= EXERCISE DETAILS =
Retype exactly the lines from the line with "locate: hill |" to the end of the data, keeping both boundary lines.
====================
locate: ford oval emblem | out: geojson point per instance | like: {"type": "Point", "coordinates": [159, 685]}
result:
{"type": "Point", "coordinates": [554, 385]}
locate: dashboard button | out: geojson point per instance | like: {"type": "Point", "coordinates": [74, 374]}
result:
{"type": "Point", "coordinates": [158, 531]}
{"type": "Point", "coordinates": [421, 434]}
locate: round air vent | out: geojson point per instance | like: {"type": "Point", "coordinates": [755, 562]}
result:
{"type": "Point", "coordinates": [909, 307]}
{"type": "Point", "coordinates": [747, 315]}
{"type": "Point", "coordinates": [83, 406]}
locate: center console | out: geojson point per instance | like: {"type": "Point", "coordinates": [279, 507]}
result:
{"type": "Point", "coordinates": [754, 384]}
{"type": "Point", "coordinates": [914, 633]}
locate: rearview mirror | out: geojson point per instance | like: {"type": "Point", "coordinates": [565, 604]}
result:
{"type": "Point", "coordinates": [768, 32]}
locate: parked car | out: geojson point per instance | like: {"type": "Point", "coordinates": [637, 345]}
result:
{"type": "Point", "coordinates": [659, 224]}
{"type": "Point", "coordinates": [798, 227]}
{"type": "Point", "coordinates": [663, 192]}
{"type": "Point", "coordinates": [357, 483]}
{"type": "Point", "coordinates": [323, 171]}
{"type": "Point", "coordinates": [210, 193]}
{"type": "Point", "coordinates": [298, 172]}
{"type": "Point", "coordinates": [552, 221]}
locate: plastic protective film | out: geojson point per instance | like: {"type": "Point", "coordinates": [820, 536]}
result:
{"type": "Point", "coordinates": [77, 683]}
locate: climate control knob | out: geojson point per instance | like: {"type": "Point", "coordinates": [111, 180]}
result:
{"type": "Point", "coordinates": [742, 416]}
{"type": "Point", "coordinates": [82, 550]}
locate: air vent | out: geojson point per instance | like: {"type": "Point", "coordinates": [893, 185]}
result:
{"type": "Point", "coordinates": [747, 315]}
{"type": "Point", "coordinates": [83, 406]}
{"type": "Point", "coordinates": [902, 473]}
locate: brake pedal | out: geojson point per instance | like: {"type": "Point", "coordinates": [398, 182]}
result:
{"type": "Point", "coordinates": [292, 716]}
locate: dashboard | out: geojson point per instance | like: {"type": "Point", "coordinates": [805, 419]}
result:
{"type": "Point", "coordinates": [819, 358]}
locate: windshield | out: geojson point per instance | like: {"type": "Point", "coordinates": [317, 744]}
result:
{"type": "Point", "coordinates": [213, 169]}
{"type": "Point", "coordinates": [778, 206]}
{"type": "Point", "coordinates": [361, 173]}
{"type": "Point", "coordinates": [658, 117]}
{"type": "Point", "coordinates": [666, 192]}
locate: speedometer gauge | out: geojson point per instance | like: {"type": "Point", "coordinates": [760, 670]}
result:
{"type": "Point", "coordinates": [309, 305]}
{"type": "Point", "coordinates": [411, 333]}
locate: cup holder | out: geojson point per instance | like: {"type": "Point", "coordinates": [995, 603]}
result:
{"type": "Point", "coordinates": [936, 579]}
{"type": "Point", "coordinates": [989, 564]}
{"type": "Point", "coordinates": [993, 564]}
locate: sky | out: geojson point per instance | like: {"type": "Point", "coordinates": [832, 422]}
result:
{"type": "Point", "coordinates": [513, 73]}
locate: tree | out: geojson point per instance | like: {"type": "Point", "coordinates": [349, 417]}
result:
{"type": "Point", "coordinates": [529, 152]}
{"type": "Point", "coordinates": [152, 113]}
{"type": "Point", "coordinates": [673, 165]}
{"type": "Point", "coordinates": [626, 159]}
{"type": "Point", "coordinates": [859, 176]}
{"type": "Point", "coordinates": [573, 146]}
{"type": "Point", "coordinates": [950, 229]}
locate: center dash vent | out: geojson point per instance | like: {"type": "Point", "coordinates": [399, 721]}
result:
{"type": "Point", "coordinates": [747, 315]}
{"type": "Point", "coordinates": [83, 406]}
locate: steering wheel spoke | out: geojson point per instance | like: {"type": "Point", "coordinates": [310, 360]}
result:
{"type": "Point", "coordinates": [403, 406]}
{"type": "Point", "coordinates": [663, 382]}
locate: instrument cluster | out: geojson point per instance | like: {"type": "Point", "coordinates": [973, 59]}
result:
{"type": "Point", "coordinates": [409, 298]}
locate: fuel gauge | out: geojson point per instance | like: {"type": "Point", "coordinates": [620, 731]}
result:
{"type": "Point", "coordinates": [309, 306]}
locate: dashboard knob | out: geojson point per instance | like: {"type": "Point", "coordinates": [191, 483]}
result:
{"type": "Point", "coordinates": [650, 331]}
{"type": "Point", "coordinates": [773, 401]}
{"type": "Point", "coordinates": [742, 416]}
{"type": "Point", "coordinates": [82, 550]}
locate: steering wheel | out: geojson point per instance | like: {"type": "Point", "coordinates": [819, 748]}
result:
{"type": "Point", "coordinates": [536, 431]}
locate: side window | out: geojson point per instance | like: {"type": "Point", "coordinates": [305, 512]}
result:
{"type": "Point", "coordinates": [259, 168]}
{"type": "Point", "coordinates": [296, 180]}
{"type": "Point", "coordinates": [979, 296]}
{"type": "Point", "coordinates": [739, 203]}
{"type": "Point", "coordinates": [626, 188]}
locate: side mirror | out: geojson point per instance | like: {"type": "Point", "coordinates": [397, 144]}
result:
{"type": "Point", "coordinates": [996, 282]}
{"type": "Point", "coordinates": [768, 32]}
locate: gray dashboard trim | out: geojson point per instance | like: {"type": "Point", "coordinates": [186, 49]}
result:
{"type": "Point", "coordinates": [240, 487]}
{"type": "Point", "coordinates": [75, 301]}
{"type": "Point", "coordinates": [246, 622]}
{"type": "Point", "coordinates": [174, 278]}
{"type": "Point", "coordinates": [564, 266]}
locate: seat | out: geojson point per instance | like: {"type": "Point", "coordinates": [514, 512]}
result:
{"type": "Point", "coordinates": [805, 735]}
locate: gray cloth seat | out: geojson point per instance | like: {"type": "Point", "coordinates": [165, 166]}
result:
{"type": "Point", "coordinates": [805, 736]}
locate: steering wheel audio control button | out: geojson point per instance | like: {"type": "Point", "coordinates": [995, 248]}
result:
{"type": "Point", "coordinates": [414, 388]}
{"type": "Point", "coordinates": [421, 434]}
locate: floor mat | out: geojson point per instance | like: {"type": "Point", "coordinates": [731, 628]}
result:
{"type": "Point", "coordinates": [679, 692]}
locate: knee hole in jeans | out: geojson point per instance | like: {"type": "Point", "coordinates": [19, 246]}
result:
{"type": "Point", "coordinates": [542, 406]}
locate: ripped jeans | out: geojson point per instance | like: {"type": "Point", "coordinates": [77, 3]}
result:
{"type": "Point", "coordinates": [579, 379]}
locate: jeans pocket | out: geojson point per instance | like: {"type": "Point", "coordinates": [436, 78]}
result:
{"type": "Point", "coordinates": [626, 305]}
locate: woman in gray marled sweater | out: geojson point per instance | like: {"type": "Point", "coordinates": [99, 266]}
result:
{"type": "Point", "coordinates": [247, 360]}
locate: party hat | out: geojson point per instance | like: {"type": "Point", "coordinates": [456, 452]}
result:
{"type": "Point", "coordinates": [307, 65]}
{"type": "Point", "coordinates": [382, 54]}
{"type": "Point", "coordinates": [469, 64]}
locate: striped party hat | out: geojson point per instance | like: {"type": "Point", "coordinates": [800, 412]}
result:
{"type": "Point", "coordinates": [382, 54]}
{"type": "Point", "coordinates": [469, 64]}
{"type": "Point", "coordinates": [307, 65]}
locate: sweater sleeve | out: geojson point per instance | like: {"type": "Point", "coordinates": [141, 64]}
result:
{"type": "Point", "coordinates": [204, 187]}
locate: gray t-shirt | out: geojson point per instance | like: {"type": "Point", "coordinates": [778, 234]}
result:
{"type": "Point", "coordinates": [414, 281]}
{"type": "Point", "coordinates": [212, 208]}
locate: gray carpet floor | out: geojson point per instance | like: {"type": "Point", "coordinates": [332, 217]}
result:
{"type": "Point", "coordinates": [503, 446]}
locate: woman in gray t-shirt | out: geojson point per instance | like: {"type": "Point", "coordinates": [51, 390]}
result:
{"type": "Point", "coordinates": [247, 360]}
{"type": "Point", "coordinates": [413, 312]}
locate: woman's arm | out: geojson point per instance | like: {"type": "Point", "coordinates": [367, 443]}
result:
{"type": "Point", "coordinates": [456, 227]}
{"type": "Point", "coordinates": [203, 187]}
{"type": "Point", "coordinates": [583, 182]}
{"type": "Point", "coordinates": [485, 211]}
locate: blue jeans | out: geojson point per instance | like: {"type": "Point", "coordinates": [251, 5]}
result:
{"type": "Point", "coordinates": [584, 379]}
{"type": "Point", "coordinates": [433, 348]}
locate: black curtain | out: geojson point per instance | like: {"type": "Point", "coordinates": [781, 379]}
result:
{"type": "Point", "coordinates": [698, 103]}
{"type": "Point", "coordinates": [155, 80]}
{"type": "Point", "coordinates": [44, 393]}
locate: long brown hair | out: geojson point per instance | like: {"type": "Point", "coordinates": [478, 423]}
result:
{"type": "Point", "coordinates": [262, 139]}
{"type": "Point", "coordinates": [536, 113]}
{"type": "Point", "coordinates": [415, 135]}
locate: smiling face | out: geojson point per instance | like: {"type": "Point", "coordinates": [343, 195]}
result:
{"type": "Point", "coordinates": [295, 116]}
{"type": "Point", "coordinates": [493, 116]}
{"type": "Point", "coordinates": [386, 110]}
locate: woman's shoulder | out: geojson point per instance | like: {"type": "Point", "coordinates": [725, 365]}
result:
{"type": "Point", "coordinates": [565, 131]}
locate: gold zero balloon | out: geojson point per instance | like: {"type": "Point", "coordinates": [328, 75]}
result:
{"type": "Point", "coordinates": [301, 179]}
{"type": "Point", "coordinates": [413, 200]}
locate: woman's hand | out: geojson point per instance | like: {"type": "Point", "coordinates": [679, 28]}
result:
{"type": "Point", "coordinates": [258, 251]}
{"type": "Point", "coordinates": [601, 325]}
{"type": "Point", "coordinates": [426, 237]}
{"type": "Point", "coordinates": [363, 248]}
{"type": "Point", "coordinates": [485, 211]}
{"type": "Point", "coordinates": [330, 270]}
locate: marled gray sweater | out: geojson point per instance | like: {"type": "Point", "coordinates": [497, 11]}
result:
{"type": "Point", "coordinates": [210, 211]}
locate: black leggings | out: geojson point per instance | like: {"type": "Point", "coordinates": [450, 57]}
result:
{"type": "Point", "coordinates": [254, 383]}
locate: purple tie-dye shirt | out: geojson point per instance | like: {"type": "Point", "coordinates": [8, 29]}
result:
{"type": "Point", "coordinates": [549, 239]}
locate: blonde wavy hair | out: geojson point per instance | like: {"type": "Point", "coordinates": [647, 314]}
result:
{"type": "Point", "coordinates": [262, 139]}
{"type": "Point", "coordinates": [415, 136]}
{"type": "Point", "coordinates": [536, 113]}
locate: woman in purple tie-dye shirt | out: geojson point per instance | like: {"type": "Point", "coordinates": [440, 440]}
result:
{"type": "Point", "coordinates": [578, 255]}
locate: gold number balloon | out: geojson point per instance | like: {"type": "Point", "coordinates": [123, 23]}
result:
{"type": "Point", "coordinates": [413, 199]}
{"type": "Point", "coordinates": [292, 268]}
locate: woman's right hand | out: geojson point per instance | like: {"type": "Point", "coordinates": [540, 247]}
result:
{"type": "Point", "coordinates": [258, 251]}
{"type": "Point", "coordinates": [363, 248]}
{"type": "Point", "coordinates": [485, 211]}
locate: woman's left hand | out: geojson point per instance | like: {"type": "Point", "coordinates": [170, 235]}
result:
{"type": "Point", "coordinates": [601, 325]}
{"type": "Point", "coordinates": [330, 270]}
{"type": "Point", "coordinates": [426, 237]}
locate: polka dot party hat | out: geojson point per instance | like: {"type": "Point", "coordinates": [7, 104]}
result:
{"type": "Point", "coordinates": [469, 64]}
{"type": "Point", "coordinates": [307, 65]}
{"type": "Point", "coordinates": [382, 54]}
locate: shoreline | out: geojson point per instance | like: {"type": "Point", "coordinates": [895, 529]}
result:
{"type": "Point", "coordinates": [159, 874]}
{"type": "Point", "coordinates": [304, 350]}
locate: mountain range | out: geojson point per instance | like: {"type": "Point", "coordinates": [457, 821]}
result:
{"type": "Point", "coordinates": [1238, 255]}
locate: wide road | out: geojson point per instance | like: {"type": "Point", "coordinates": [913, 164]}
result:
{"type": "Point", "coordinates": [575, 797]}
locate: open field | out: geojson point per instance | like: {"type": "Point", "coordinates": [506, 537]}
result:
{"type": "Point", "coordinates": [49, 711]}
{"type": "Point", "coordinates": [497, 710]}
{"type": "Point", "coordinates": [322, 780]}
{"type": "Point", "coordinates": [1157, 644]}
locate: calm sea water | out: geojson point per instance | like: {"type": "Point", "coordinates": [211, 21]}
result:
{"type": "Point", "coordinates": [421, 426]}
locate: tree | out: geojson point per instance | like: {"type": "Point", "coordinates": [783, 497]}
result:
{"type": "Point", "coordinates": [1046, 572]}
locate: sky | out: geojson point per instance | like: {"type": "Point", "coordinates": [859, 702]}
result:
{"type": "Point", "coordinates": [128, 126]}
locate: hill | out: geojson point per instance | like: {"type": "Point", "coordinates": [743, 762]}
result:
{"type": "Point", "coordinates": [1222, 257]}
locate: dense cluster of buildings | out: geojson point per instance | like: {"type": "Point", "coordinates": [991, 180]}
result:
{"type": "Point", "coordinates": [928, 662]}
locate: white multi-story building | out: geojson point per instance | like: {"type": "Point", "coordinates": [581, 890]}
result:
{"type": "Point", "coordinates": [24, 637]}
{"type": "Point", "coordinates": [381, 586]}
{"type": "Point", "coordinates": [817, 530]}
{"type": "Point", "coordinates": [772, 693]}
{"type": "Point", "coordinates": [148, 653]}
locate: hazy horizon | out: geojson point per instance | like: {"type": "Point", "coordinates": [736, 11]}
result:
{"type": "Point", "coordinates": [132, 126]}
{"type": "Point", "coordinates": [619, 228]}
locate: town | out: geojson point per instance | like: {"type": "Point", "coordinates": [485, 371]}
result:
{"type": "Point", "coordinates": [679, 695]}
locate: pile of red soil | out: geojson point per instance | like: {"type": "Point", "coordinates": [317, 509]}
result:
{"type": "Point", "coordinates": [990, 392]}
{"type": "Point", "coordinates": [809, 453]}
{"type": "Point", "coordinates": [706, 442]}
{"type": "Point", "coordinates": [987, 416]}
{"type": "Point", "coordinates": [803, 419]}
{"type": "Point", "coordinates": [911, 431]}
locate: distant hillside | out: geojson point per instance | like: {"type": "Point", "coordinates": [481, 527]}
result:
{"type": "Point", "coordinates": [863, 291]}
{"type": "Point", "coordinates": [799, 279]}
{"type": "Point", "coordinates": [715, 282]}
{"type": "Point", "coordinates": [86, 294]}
====================
= RESULT OF THE EXERCISE =
locate: hill | out: geojson point per instance | like: {"type": "Point", "coordinates": [743, 762]}
result:
{"type": "Point", "coordinates": [1222, 257]}
locate: dense cluster of buildings | out: geojson point per instance | like: {"type": "Point", "coordinates": [991, 180]}
result:
{"type": "Point", "coordinates": [928, 662]}
locate: white multi-story building | out: geojson point per instance | like: {"type": "Point", "coordinates": [581, 890]}
result:
{"type": "Point", "coordinates": [24, 637]}
{"type": "Point", "coordinates": [381, 586]}
{"type": "Point", "coordinates": [817, 530]}
{"type": "Point", "coordinates": [772, 693]}
{"type": "Point", "coordinates": [148, 653]}
locate: hazy horizon | out: geojson point per instance | like: {"type": "Point", "coordinates": [736, 11]}
result:
{"type": "Point", "coordinates": [132, 126]}
{"type": "Point", "coordinates": [619, 228]}
locate: town | out: geojson point per instance | like: {"type": "Point", "coordinates": [485, 371]}
result:
{"type": "Point", "coordinates": [679, 695]}
locate: pile of red soil | out: geojson point per instance | like: {"type": "Point", "coordinates": [317, 509]}
result:
{"type": "Point", "coordinates": [990, 392]}
{"type": "Point", "coordinates": [809, 453]}
{"type": "Point", "coordinates": [706, 442]}
{"type": "Point", "coordinates": [987, 416]}
{"type": "Point", "coordinates": [803, 419]}
{"type": "Point", "coordinates": [911, 431]}
locate: distant hillside | out: geojson point per instance | like: {"type": "Point", "coordinates": [481, 527]}
result:
{"type": "Point", "coordinates": [863, 291]}
{"type": "Point", "coordinates": [799, 279]}
{"type": "Point", "coordinates": [715, 282]}
{"type": "Point", "coordinates": [86, 294]}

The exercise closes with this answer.